# WORK TO COMPLETE:
1. In the post about Cadillac Sky, where did the writer see the band play last year?
2. Write the next part of the post about Cadillac Sky, picking up after its final line.

# PAGE TEXT:
Cadillac Sky on Mountain Stage

Bryan Simpson from Cadillac Sky talks about the band and their music during their visit to public radio’s Mountain Stage.   Not the best quality on the stage sound on the video, but nice insight on where these young guys are and where they think they’re going.

C-Sky came out of the Southern bluegrass scene in the last couple years with a sophomore release Gravity’s our Enemy CD on Skaggs Family Records.  I saw them play last year at the Minnesota Bluegrass & Old Time Music Association summer festival.  I’ve read where now and then they had been a bit too “high energy” for more traditional venues.  Here they played to the crowd and I got to talk to a couple of the guys at the T-Shirt tent after their show.

Wow.  Dynamic.

Yet even then they gave hints of a desire to risk the wrath of Bill Monroe‘s ghost.  Dabbling in smokin’ that newgrass scene.  Bryan gives us this:

“I think with the internet and stuff, people are inundated with alot more, alot of other kinds of music.  So maybe they’re opening their minds a little more.”

Cadillac Sky’s high energy style really got me hooked on their first two discs.  These guys put their all into it.  Yet the more times I re-play this segment, the more curmudgeonly I feel.

It’s not that I don’t really like their new tunes.  I’m just not sure I like where their new tunes are going.  The guy bouncing around Stage Left, David, is a new addition to the band since I saw them.  When you look up his solo work, he’s definitely no part of Bill Monroe.  The clips I’ve heard off this year’s Weary Angel EP gets kinda weird for me… and there’s this with the clips on their Myspace:

Belying their bluegrass instrumentation that imitates that of the original “Bluegrass Boys”, their music looks as much to Radiohead and the Beatles for inspiration as it does to Bill Monroe…

I hate the Beatles.

# STORED DATA:
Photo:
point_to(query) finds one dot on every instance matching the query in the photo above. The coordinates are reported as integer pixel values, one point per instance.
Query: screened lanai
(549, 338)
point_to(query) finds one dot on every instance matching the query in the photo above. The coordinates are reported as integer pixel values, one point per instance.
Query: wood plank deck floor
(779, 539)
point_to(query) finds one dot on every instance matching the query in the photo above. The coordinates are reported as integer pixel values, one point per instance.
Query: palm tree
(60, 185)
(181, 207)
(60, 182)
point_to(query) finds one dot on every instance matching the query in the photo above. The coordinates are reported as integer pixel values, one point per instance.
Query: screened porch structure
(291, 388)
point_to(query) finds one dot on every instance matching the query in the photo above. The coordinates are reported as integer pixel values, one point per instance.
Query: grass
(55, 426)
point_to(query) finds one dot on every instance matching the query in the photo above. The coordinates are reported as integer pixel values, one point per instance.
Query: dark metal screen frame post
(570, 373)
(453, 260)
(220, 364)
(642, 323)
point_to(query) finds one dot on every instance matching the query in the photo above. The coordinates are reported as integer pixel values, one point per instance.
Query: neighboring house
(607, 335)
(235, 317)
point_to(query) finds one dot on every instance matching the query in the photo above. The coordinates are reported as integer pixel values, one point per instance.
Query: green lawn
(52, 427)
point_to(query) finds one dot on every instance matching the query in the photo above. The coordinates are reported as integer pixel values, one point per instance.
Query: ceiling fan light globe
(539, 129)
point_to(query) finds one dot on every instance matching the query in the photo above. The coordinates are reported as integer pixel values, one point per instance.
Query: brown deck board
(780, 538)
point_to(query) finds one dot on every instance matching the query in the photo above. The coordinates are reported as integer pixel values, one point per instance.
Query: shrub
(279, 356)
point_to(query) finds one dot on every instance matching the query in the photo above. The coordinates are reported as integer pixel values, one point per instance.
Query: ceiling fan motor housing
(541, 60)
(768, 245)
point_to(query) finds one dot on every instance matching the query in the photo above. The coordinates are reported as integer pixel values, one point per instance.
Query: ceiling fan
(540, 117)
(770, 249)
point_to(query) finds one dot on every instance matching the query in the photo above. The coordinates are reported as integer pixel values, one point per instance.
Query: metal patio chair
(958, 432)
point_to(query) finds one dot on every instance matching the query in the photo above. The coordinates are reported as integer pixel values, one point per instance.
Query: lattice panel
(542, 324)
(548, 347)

# EXPECTED RESPONSES:
1. At the Minnesota Bluegrass & Old Time Music Association summer festival.

2.
We see over and over, from artists to restaurants to our favorite consumer products, this tension between being true to who you are and the need to grow.  To not get stale.  To reach a larger market.

Over and over, I’m disappointed when I find an artist that seems authentic and true to their soul.  Only to change.  Maybe they grow in new directions, or simply get bored.  Maybe they give in to the temptation to chase the fickle plastic popular market.  Whatever it is, it seems just when I find something I like it goes and changes on me.

To paraphrase a favorite philosopher, change for change’s sake is the philosophy of the cancer cell.

It would be easy to sit here and feel sorry for myself.  To mourn this nice little band’s departure from my comfort zone.

Except it’s not about me.

And it’s not about you.

I know what I like.  You know what you like.  And (hopefully) Bryan knows what he likes.   If I’m not liking what’s he’s liking, then I can just go my merry way.  Life went on before I found some nice tunes from his band, and life will go on if we part ways.

I’m disappointed, yes, except it’s not about me.